WRITTEN TASK 1 = In the tito-pdf usage notes, where does the tool print its short status lines?
WRITTEN TASK 2 = Resume the tito-pdf usage notes after their final sentence.

SELECTED TEXT =

Usage

tito-pdf writes outputs to files. It prints short status lines to stderr (e.g. Wrote: ... and OK).

Recommended: explicit primary Markdown output

Use --md-out so the output location is unambiguous and scriptable:

tito-pdf input.pdf --md-out out/input.md

DOCX:

tito-pdf input.docx --md-out out/input.md

Optional: raw text output (integration)

If you need a plaintext stream for downstream slicing/cleanup:

tito-pdf input.pdf \
  --mode fast \
  --md-out out/input.md \
  --raw-text-out out/input.raw.txt

Convenience mode (human workflow)

If you do not provide any explicit output paths, tito-pdf writes next to the input file by default:

tito-pdf /path/to/input.pdf
# => /path/to/input.md

Write into a directory:

tito-pdf /path/to/input.pdf --out-dir out
# => out/input.md

Tables in convenience mode:

tito-pdf input.pdf --tables --out-dir out
# => out/input.tables.md

Tables only (explicit paths):

tito-pdf input.pdf \
  --mode fast \
  --tables-out out/input.tables.md \
  --tables-audit-out out/input.tables.audit.json

Text + tables in convenience mode:

tito-pdf input.pdf --all --out-dir out
# => out/input.md + out/input.tables.md

Explicit output paths (integration mode)

Any explicit output path flag enables explicit output mode.

In explicit output mode:

tito-pdf writes only to the paths you provide.

DATA SUPPLIED =
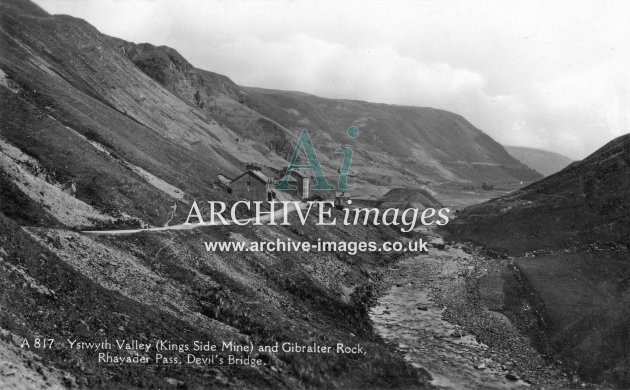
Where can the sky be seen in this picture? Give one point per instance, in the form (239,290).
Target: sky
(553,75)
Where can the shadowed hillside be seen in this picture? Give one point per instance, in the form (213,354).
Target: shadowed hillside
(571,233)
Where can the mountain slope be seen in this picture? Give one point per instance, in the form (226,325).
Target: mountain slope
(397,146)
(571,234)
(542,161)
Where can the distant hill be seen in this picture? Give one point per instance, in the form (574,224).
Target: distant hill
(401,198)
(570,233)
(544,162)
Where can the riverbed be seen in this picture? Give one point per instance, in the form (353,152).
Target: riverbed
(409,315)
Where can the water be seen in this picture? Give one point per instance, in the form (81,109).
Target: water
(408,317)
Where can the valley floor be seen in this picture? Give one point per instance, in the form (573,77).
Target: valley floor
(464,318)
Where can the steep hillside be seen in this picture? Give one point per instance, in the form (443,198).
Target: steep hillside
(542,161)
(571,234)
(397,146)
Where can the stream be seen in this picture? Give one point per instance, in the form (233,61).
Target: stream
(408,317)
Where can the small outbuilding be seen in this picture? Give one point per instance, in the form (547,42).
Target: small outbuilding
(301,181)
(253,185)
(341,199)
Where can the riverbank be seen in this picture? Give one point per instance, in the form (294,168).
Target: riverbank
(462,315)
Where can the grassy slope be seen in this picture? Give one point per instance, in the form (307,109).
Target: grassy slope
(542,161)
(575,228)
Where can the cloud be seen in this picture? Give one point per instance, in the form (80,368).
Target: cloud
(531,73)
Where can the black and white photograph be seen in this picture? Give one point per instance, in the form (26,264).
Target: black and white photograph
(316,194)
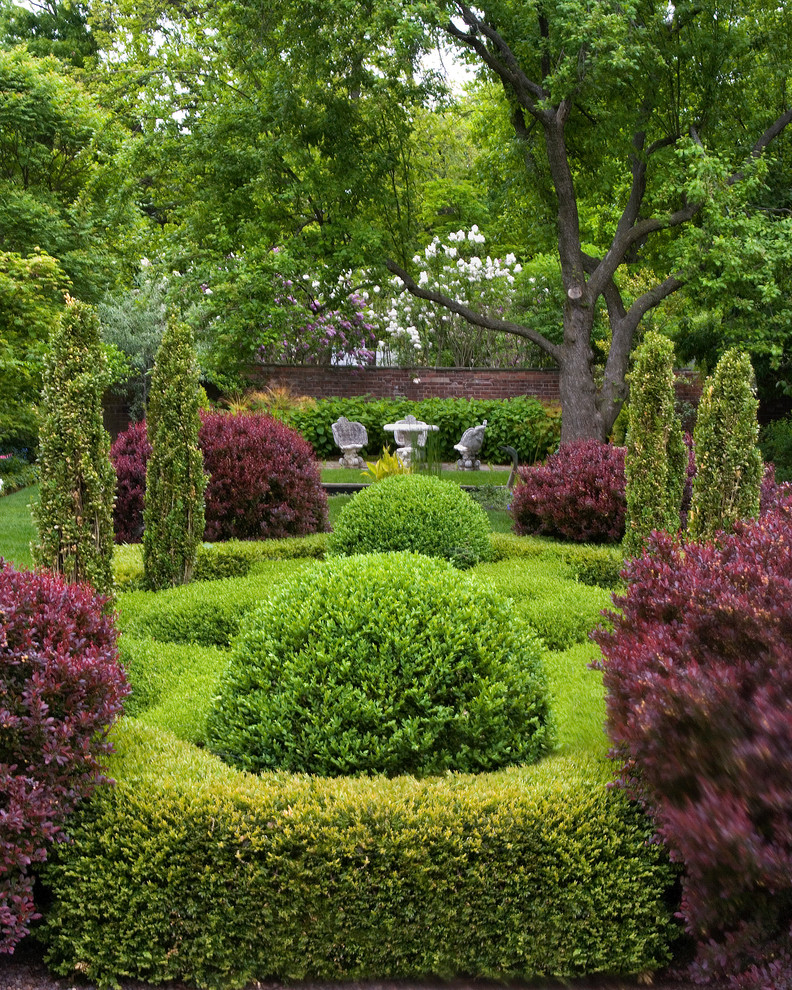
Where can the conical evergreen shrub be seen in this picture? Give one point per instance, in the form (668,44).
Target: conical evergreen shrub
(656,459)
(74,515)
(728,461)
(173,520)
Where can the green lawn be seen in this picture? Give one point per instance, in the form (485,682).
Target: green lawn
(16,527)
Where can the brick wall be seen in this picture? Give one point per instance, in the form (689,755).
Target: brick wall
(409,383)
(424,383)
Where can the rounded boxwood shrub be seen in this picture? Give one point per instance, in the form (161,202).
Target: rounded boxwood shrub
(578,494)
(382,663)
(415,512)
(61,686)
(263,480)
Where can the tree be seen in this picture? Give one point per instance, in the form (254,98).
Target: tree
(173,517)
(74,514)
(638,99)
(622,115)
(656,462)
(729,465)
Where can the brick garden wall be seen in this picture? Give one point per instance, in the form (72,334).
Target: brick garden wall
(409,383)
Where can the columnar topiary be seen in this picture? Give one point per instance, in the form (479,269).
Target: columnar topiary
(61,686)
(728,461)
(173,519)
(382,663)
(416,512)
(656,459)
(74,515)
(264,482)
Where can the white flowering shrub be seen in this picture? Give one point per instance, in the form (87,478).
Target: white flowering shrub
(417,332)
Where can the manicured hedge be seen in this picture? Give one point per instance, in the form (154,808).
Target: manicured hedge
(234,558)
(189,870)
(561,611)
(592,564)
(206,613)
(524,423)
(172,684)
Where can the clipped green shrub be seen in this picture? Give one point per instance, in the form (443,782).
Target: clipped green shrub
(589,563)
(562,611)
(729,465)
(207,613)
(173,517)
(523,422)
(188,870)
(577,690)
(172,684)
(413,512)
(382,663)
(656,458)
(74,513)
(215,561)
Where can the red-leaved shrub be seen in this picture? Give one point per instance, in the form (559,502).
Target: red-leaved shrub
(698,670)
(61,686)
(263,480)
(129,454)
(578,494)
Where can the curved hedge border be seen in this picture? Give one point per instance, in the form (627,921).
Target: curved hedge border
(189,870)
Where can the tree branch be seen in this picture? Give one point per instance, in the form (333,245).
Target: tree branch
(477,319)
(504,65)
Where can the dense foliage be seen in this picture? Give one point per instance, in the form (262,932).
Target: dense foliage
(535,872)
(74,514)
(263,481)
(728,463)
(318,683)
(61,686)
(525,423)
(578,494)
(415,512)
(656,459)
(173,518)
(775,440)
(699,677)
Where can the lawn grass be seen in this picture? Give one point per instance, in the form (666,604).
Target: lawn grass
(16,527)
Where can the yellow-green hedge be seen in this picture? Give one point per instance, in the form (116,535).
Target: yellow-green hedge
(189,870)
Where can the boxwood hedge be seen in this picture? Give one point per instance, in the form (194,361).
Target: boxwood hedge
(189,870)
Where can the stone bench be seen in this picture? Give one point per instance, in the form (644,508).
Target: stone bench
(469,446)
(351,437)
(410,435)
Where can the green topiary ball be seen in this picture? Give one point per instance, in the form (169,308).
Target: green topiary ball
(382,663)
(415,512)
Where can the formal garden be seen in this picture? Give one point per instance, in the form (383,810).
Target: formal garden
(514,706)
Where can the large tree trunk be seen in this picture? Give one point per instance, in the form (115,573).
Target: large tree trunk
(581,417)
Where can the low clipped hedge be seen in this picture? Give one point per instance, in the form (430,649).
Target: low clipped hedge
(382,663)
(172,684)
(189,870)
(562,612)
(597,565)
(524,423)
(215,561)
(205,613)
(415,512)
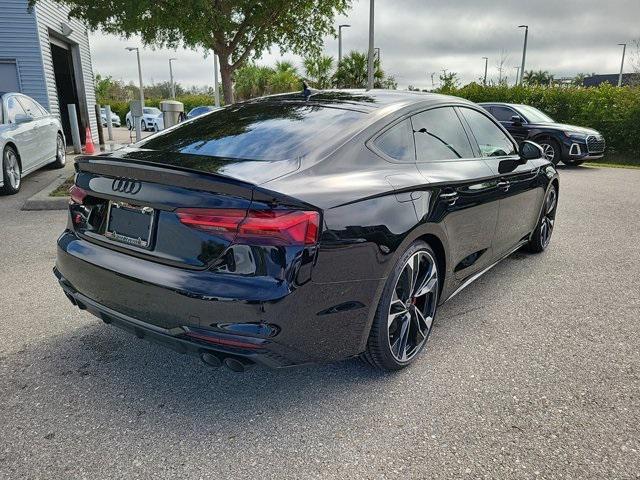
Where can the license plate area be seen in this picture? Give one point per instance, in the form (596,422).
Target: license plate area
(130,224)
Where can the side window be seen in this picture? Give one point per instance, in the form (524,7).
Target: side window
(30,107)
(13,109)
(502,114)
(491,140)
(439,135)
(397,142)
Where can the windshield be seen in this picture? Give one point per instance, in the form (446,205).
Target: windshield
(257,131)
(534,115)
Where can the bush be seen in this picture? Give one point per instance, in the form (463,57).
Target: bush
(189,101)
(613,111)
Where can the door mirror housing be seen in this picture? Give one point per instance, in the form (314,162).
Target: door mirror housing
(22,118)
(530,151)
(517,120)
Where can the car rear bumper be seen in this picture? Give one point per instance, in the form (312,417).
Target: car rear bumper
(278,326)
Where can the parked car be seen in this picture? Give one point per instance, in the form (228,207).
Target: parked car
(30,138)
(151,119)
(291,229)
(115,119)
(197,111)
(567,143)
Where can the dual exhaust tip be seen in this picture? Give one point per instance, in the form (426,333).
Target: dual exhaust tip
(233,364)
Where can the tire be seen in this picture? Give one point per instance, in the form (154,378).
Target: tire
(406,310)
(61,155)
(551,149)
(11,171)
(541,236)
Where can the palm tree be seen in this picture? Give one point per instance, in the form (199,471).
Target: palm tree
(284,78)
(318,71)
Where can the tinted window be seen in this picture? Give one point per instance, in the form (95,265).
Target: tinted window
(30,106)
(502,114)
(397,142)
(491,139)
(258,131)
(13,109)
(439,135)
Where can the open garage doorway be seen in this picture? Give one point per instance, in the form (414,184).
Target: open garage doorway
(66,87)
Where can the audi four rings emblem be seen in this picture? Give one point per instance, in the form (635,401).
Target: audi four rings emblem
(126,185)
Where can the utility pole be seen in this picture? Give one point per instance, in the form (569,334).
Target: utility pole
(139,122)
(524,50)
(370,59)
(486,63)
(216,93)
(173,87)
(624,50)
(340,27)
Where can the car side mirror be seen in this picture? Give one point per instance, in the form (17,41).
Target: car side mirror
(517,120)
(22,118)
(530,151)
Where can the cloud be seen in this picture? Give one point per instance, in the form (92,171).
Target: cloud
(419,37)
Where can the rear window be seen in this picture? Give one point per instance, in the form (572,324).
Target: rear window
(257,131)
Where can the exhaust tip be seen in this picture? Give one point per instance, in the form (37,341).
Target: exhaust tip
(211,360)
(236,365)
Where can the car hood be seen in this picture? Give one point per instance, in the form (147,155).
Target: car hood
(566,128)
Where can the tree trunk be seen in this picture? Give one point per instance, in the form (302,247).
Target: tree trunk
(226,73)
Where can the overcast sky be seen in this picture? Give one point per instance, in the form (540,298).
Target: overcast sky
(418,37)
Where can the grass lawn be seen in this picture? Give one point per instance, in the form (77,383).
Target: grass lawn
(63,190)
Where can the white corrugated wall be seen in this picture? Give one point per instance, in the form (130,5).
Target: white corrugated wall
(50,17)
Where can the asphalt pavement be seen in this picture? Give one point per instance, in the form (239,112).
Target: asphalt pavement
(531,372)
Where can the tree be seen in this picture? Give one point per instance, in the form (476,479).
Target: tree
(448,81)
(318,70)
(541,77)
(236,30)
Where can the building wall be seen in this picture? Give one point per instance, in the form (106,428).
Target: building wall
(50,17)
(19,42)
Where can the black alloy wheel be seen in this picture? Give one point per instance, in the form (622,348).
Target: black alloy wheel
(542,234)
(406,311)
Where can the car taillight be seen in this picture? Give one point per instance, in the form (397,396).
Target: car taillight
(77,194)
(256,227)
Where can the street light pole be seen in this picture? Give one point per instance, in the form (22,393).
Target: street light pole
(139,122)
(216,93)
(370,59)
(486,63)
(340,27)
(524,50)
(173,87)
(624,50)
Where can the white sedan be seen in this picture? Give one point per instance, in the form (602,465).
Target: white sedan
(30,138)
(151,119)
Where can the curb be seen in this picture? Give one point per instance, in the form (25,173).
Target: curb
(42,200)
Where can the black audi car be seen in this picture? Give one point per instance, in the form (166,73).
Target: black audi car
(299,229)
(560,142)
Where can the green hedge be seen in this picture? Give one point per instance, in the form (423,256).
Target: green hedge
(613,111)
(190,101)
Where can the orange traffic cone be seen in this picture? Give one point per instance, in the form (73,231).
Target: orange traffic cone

OUTPUT 1 = It prints them to stderr.

OUTPUT 2 =
--out-dir and the convenience toggles (--text, --tables, --all) are ignored.

Example:

tito-pdf input.pdf \
  --mode fast \
  --md-out out/input.md \
  --raw-text-out out/input.raw.txt \
  --tables-out out/input.tables.md \
  --tables-audit-out out/input.tables.audit.json \
  --assets-json out/input.assets.json

Notes:

--tables-audit-out requires --tables-out.
--assets-json is a companion output; you must also request at least one content output (--md-out and/or --raw-text-out and/or --tables-out).

Choosing a mode

tito-pdf exposes a single high-level knob: --mode.

--mode robust (default)
- Conservative OCR behavior (ocrmypdf --skip-text when available).
- Strict table detection.
- Good default when you don’t know the PDF quality.
--mode fast
- Disables OCR.
- Best for PDFs with a good text layer and for quick iteration.
--mode best
- Forces OCR.
- If strict table detection finds no tables, it automatically retries with lenient table detection.
- Best for scanned PDFs or “bad text layer” PDFs.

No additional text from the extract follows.